◆ EXTRAIT CHOISI
>>>

A Thai Binh, l'une des plus pauvres provinces du Vietnam, les troubles ont
éclaté en mai. Les premières enquêtes ont mis au jour une vingtaine
d'infractions dans des affaires douteuses liées aux projets de développement
rural. Au 20 juin dernier, 53 cadres communaux étaient sanctionnés et
relevés de leurs fonctions. C'était apparemment insuffisant aux yeux d'une
population ulcérée. Les manifestations ont repris en août. Anciens
combattants, 'héros de la révolution' en tête du cortège, brandissaient les
portraits de l'oncle Hô et entraînaient dans leur sillage des flots de
paysans en colère. Des levées de taxes intempestives, la disparition des
traditionnels bénéfices de dons en nature dont le sel et le riz, la
suppression partielle de la gratuité des soins et de l'enseignement, la
dévaluation des pensions, ont dressé les vétérans des guerres indochinoises
contre les cadres locaux dont le train de vie n'allait pas de pair avec
leurs difficultés croissantes.

<<<

◆ CONSIGNE
Prolongez de quelques phrases le texte sur les troubles de la province de Thai Binh, en partant de sa dernière phrase.

◆ DONNÉES RECUEILLIES
>>>

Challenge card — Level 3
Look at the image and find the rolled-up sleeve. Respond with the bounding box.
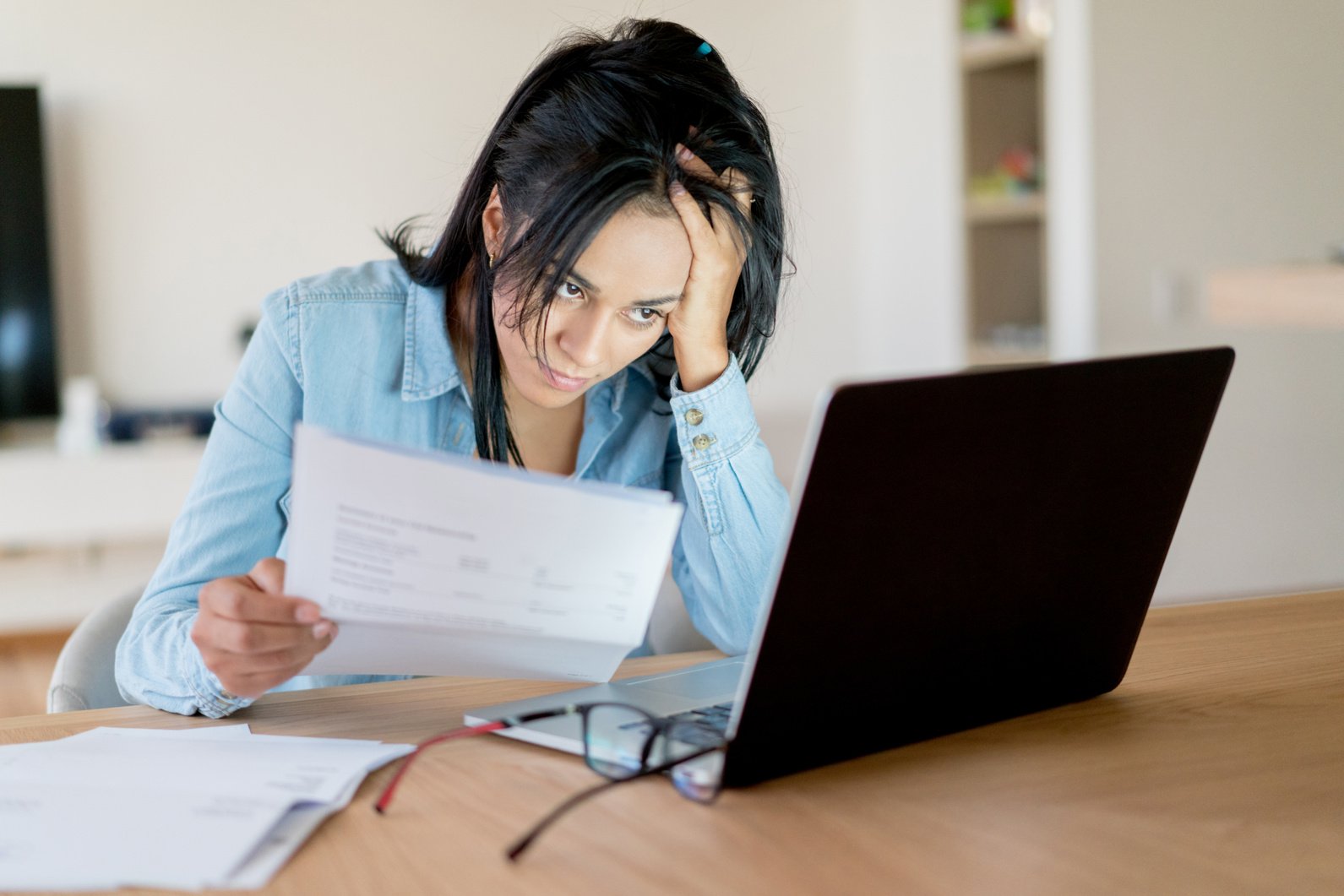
[117,291,302,719]
[664,357,789,654]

<<<

◆ RÉSULTAT ATTENDU
La situation fut jugée suffisamment sérieuse par la direction du Parti pour
que trois membres du Bureau politique du Parti communiste soient dépêchés
sur place dans le courant de l'automne et que des limogeages substantiels en
découlent au niveau de la province. Début décembre, le gouvernement a
annoncé des mesures pour accroître la transparence financière dans les
administrations, et pour relancer l'économie de la région en stimulant les
exportations de riz et de porc et en créant des emplois locaux dans
l'industrie légère et les infrastructures.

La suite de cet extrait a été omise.